-- TEXT SECTION --
========================================================================

In Greek mythology, the Phonoi (Ancient Greek: ; singular: Phonos) were the "ghastly-faced" male personifications of murder.

Family 
Hesiod in the Theogony named the Phonoi's mother as Eris ("Discord"), and their siblings as: the Hysminai (Battles), the Makhai (Wars), the Androktasiai (Manslaughters) and other malevolent daemons.

 "And hateful Eris bore painful Ponos ("Hardship"),
 Lethe ("Forgetfulness") and Limos ("Starvation") and the tearful Algea ("Pains"),
 Hysminai ("Battles"), Makhai ("Wars"), Phonoi ("Murders"), and Androktasiai ("Manslaughters");
 Neikea ("Quarrels"), Pseudea ("Lies"), Logoi ("Stories"), Amphillogiai ("Disputes")
 Dysnomia ("Anarchy") and Ate ("Ruin"), near one another,
 and Horkos ("Oath"), who most afflicts men on earth,
 Then willing swears a false oath."

Mythology 
In the epic poem the Shield of Heracles, attributed to Hesiod, Phonos (singular) was one of the many figures, depicted on Heracles' shield.

Aeschylus' accounts 
". . . hear me, you gods, that feel with us! By a fresh award redeem the blood of deeds done long ago. May aged Murder (phonos) cease begetting offspring in our house!""Amphiaraus repeatedly rebukes mighty Tydeus [in the war of the Seven Against Thebes] with evil names 'Murderer, maker of unrest in the city, principal teacher of evils to the Argives, summoner of Erinys (Vengeance's Curse), servant of Phonos (Slaughter).'"

Quintus' account 
The Phonoi are also represented in myths to be present during battles and fights along with other war deities."Then met the fronts of battle: dread it rang on either hand. Hard-strained was then the fight: incarnate Kydoimos (Strife) stalked through the midst, with Phonos (Slaughter) ghastly-faced . . . Through the air upshrieked an awful indistinguishable roar; for on both hosts fell iron-hearted Eris (Strife)."

========================================================================

-- PROVIDED MATERIAL --
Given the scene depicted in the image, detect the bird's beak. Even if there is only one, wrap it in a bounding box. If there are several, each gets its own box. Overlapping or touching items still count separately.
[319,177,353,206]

========================================================================

Resume the passage on the Phonoi in Greek mythology, picking up right after its final sentence.

Notes

References
 Aeschylus, translated in two volumes. 1. Seven Against Thebes by Herbert Weir Smyth, Ph. D. Cambridge, MA. Harvard University Press. 1926. Online version at the Perseus Digital Library. Greek text available from the same website.
Aeschylus, translated in two volumes. 2. Libation Bearers by Herbert Weir Smyth, Ph. D. Cambridge, MA. Harvard University Press. 1926. Online version at the Perseus Digital Library. Greek text available from the same website.
Caldwell, Richard, Hesiod's Theogony, Focus Publishing/R. Pullins Company (June 1, 1987). .
 Hesiod, Theogony, in The Homeric Hymns and Homerica with an English Translation by Hugh G. Evelyn-White, Cambridge, Massachusetts., Harvard University Press; London, William Heinemann Ltd. 1914. Online version at the Perseus Digital Library.
 Most, G.W., Hesiod: The Shield, Catalogue of Women, Other Fragments, Loeb Classical Library, No. 503, Cambridge, Massachusetts, Harvard University Press, 2007, 2018. . Online version at Harvard University Press.

Greek war deities
War gods
Greek gods
Personifications in Greek mythology
Children of Eris (mythology)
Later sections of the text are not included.